* REQUIRED WORK
(1) In the passage about home haircuts, since when has the writer been cutting their own hair?
(2) List every reason the passage about home haircuts gives for developing the craft of cutting one's own hair.

Tuesday morning I gave myself a haircut. My hair is now officially tougher and more glamorous than I am, with it's new Marcia Gay Harden in Miller's Crossing ear-length length. I've been cutting my own hair since high school. (Take that, SuperCuts!) All you need are scissors, a mirror, and a good hat to wear for six weeks if you fuck up. Reasons for developing this thrifty craft: (1) cheapness (cannot stand to pay $40 to have a stranger do something so intimate as wash my hair, plus they always do it in this big-boundary, anti-sensual way that is not very relaxing); (2) control-freakness (the rare times I did go out and pay for a hair cut I inevitably had to fix it myself when I got home, i.e., why does everyone keep trying to give me a mullet?); and (3) the compulsion to experiment constantly with color and cut in ways I had neither vocabulary to explain nor the budget to keep up with in a professional manner, hence my savoir faire with a vast array of Clairol reds and one failed attempt at prom-time purple, circa 1981.

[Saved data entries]
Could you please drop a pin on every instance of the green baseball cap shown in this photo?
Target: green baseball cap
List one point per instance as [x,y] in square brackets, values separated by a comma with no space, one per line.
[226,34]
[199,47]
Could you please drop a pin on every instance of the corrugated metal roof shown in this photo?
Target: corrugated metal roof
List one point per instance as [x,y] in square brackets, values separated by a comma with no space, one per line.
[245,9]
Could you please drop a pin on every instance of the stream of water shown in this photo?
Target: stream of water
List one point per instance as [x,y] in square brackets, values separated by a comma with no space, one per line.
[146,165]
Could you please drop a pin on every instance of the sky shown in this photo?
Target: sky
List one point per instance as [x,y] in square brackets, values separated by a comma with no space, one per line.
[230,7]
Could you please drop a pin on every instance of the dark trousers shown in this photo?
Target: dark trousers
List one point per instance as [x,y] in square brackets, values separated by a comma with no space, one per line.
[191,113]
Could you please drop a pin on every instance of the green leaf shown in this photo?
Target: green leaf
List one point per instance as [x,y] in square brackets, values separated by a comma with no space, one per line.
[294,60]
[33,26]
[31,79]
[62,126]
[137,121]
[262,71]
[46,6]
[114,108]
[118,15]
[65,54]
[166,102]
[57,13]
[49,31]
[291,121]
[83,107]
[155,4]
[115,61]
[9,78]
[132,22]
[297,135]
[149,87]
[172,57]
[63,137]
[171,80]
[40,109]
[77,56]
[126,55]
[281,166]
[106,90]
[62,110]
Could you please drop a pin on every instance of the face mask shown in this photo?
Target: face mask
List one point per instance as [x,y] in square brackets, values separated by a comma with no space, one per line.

* EXERCISE SOLUTIONS
(1) Since high school.

(2)
1. Cheapness
2. Control-freakness
3. The compulsion to experiment constantly with color and cut